» **PASSAGE PROVIDED**
»»
SAN FRANCISCO — A trial over whether Elon Musk should be liable for tweeting in 2018 about financing for a buyout of Tesla Inc neared its end on Friday, with a lawyer for unhappy shareholders saying the billionaire was not above the law and Musk’s lawyer saying his client was not a “tweeting monster.”
Shareholders accused the Tesla chief executive of misleading them on Aug. 7, 2018, by tweeting that he was considering taking the electric car maker private at $420 per share and had “funding secured.”
The price was a 23% premium to Tesla’s last closing price, valuing the company at $72 billion.
Shareholders also accused Musk of lying when he tweeted later that day that “investor support is confirmed.”
With Musk looking on in a San Francisco federal courtroom, the shareholders’ lawyer Nicholas Porritt said “this case ultimately is about whether rules that apply to everyone else should also apply to Elon Musk,” the world’s second-richest person.
««
» **JOB 1**
List every line of the records that contains the string "shadow", matching uppercase and lowercase exactly.
The news passage and the records come from separate, unrelated sources.

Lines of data
»»
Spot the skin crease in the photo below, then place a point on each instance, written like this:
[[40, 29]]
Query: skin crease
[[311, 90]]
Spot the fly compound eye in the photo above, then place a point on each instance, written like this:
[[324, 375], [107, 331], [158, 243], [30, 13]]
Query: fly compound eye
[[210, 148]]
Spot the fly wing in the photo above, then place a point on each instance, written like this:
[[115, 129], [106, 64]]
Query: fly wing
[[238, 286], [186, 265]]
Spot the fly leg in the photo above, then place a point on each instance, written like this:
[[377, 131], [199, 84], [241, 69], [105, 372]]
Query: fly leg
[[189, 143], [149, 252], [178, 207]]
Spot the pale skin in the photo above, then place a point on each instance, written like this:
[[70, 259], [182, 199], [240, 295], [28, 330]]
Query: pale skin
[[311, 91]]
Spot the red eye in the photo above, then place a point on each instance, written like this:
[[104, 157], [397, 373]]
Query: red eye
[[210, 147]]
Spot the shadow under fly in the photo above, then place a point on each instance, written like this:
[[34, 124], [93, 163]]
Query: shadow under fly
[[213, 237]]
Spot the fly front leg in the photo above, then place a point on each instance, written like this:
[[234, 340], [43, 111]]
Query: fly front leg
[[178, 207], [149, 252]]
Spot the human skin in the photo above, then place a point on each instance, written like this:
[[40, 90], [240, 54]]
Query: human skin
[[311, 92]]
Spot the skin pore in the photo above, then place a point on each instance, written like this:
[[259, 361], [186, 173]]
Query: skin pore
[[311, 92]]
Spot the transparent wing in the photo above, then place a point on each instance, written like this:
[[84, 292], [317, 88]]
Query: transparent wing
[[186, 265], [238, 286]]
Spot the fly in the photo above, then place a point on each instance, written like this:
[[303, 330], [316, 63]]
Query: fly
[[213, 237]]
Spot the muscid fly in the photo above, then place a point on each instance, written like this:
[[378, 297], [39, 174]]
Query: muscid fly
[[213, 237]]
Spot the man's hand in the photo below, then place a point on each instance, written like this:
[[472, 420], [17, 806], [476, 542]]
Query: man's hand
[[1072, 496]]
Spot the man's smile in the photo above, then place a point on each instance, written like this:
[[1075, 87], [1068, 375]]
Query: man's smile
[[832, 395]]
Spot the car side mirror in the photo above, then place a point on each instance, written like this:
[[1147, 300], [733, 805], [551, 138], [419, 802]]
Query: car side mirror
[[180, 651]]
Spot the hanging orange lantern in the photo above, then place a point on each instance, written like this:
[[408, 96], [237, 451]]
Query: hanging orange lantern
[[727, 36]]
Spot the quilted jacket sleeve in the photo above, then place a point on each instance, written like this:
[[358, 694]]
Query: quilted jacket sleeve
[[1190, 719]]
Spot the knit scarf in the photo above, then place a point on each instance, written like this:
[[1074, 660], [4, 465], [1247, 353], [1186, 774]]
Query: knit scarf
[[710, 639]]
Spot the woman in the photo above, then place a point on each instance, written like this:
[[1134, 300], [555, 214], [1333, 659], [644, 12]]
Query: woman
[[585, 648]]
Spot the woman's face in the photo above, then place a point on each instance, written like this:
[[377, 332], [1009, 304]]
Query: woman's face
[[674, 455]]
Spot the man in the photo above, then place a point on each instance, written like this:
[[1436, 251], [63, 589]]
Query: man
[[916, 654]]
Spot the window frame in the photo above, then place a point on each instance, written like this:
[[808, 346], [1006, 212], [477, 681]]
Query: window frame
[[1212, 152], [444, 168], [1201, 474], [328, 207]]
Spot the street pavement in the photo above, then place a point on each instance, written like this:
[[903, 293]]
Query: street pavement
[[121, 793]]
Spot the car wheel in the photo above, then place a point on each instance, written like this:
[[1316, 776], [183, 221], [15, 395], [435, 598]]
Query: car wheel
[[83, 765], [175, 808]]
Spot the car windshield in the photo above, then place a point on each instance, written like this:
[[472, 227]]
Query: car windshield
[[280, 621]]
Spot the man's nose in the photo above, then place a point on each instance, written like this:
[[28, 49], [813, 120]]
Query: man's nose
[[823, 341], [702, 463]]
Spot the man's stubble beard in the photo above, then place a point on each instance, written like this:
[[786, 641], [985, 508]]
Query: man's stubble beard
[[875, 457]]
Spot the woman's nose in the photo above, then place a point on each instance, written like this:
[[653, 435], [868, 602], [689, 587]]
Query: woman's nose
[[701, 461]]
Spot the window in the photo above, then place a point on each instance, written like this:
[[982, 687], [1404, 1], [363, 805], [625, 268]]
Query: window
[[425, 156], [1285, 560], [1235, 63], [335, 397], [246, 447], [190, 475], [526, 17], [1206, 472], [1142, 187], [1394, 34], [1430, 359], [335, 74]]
««
» **JOB 2**
Reproduce the news passage exactly between "SAN FRANCISCO —" and "at $72 billion.", inclusive.

» **EXERCISE ANSWER 1**
Spot the shadow under fly in the photo above, then place a point on each instance, written like this:
Query: shadow under fly

» **EXERCISE ANSWER 2**
SAN FRANCISCO — A trial over whether Elon Musk should be liable for tweeting in 2018 about financing for a buyout of Tesla Inc neared its end on Friday, with a lawyer for unhappy shareholders saying the billionaire was not above the law and Musk’s lawyer saying his client was not a “tweeting monster.”
Shareholders accused the Tesla chief executive of misleading them on Aug. 7, 2018, by tweeting that he was considering taking the electric car maker private at $420 per share and had “funding secured.”
The price was a 23% premium to Tesla’s last closing price, valuing the company at $72 billion.